### Direction 1
Reproduce the USB OTG code review excerpt below word for word, in full.

### Extract provided
○ ○ ○

USB_COMMON is always 'y'. That could be changes a bool as well.

Do you have any defconfig where USB_COMMON or USB_OTG_CORE gets set to
'm'?

>>>>> +static DEFINE_MUTEX(otg_list_mutex);
>>>>> +
>>>>> +static int usb_otg_hcd_is_primary_hcd(struct usb_hcd *hcd)
>>>>> +{
>>>>> + if (!hcd->primary_hcd)
>>>>> + return 1;
>>>>
>>>> these seems inverted. If hcd->primary is NULL (meaning, there's no
>>>> ->primary_hcd), then we tell caller that this _is_ a primary hcd? Care
>>>> to explain?
>>>
>>> hcd->primary_hcd is a link used by the shared hcd to point to the
>>> primary_hcd. primary_hcd's have this link as NULL.
>>
>> So the following check is unnecessary and should always evaluate to
>> false, right ?

○ ○ ○

### Direction 2
Arrange the listing below as a Markdown table with the columns "Row" and "Line," numbering each row and skipping blank lines. Include only the stretch of the listing from the line containing "[output] one dot per instance, form <point>519,184</point>." through the end of the listing, both ends included.

○ ○ ○

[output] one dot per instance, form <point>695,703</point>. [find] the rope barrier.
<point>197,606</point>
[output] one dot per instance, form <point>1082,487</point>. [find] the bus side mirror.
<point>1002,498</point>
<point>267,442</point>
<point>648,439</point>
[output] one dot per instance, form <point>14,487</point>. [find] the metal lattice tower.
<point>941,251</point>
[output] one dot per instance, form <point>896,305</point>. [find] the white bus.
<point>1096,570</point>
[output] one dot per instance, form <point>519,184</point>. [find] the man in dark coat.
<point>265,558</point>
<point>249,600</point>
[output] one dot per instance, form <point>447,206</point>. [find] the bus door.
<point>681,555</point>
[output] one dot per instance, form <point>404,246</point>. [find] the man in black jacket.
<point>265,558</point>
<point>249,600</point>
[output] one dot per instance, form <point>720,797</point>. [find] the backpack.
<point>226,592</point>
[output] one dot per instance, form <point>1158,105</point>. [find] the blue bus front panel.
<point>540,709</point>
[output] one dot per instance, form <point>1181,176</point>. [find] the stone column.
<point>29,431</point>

○ ○ ○

### Task result 1
USB_COMMON is always 'y'. That could be changes a bool as well.

Do you have any defconfig where USB_COMMON or USB_OTG_CORE gets set to
'm'?

>>>>> +static DEFINE_MUTEX(otg_list_mutex);
>>>>> +
>>>>> +static int usb_otg_hcd_is_primary_hcd(struct usb_hcd *hcd)
>>>>> +{
>>>>> + if (!hcd->primary_hcd)
>>>>> + return 1;
>>>>
>>>> these seems inverted. If hcd->primary is NULL (meaning, there's no
>>>> ->primary_hcd), then we tell caller that this _is_ a primary hcd? Care
>>>> to explain?
>>>
>>> hcd->primary_hcd is a link used by the shared hcd to point to the
>>> primary_hcd. primary_hcd's have this link as NULL.
>>
>> So the following check is unnecessary and should always evaluate to
>> false, right ?

### Task result 2
| Row | Line |
|---|---|
| 1 | [output] one dot per instance, form <point>519,184</point>. [find] the man in dark coat. |
| 2 | <point>265,558</point> |
| 3 | <point>249,600</point> |
| 4 | [output] one dot per instance, form <point>447,206</point>. [find] the bus door. |
| 5 | <point>681,555</point> |
| 6 | [output] one dot per instance, form <point>404,246</point>. [find] the man in black jacket. |
| 7 | <point>265,558</point> |
| 8 | <point>249,600</point> |
| 9 | [output] one dot per instance, form <point>720,797</point>. [find] the backpack. |
| 10 | <point>226,592</point> |
| 11 | [output] one dot per instance, form <point>1158,105</point>. [find] the blue bus front panel. |
| 12 | <point>540,709</point> |
| 13 | [output] one dot per instance, form <point>1181,176</point>. [find] the stone column. |
| 14 | <point>29,431</point> |